◆ **Extrait du document**:
+++++
Chez Barco, l’aspect écologique est intégré au processus de production dès la phase de conception. An Steegen, CEO : « En mettant l’accent sur l’écoconception et l’approvisionnement responsable, nous réduisons notre empreinte carbone. Dans le même temps, nous restons très performants en termes de qualité et d’innovation et nous continuons à montrer la voie. »

An Steegen est ingénieure civile en science des matériaux et titulaire d’un doctorat en microélectronique. Elle a rejoint le conseil d’administration de Barco en avril 2017. « Je travaillais à l’IMEC à l’époque et j’avais auparavant occupé un poste chez IBM aux États-Unis. En 2018, j’ai intégré Umicore. J’y ai été étroitement impliquée dans la définition de la stratégie de développement durable et l’innovation dans ce domaine. J’ai beaucoup appris sur ce qu’est le développement durable et ce qu’il signifie pour une entreprise. En septembre 2021, on m’a demandé d’assumer le rôle de CEO chez Barco, avec Charles Beauduin. Depuis le 1er octobre 2024, je suis l’unique CEO. »

Pourquoi avez-vous quitté la technologie pour l’industrie ?
+++++
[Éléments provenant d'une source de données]
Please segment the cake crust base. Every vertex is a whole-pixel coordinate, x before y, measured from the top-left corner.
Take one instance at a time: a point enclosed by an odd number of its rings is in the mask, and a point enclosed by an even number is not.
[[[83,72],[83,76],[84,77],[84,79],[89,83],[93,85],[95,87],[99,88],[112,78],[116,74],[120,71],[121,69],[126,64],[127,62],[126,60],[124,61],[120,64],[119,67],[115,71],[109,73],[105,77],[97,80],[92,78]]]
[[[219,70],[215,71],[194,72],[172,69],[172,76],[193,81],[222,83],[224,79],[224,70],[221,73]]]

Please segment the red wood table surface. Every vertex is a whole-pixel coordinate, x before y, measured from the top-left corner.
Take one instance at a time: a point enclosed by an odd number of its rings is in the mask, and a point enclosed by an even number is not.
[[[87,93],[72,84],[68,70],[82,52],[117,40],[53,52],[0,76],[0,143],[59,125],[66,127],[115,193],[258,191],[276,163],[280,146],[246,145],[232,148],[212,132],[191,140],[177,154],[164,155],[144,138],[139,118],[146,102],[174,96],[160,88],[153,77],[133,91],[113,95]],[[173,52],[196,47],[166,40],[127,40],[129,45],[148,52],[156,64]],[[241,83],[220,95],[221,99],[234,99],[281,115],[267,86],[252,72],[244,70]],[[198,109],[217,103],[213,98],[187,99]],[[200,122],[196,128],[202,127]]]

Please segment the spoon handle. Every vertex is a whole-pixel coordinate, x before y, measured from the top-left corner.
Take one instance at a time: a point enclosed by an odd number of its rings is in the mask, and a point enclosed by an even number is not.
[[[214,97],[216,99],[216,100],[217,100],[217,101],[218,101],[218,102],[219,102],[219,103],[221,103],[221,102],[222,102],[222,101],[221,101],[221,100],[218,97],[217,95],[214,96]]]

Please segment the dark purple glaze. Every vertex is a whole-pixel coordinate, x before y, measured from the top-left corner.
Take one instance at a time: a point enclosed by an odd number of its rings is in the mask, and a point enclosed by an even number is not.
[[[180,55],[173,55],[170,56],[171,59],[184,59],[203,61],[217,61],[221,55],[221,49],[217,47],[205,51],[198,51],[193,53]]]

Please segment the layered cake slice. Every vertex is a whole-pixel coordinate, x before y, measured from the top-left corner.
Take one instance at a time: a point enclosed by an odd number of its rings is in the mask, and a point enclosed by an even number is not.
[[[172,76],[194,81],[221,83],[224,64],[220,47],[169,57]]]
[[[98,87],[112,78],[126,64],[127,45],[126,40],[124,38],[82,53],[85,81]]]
+++++
◆ **Tâche courte A**:
Traduisez en anglais la phrase suivante de l'extrait sur Barco : « Elle a rejoint le conseil d’administration de Barco en avril 2017. »
◆ **Tâche courte B**:
Reproduisez fidèlement le passage de l'extrait sur Barco qui commence par « An Steegen est » et se termine par « technologie pour l’industrie ? ».

◆ **Réponse rédigée A**:
She joined Barco's board of directors in April 2017.

◆ **Réponse rédigée B**:
An Steegen est ingénieure civile en science des matériaux et titulaire d’un doctorat en microélectronique. Elle a rejoint le conseil d’administration de Barco en avril 2017. « Je travaillais à l’IMEC à l’époque et j’avais auparavant occupé un poste chez IBM aux États-Unis. En 2018, j’ai intégré Umicore. J’y ai été étroitement impliquée dans la définition de la stratégie de développement durable et l’innovation dans ce domaine. J’ai beaucoup appris sur ce qu’est le développement durable et ce qu’il signifie pour une entreprise. En septembre 2021, on m’a demandé d’assumer le rôle de CEO chez Barco, avec Charles Beauduin. Depuis le 1er octobre 2024, je suis l’unique CEO. »

Pourquoi avez-vous quitté la technologie pour l’industrie ?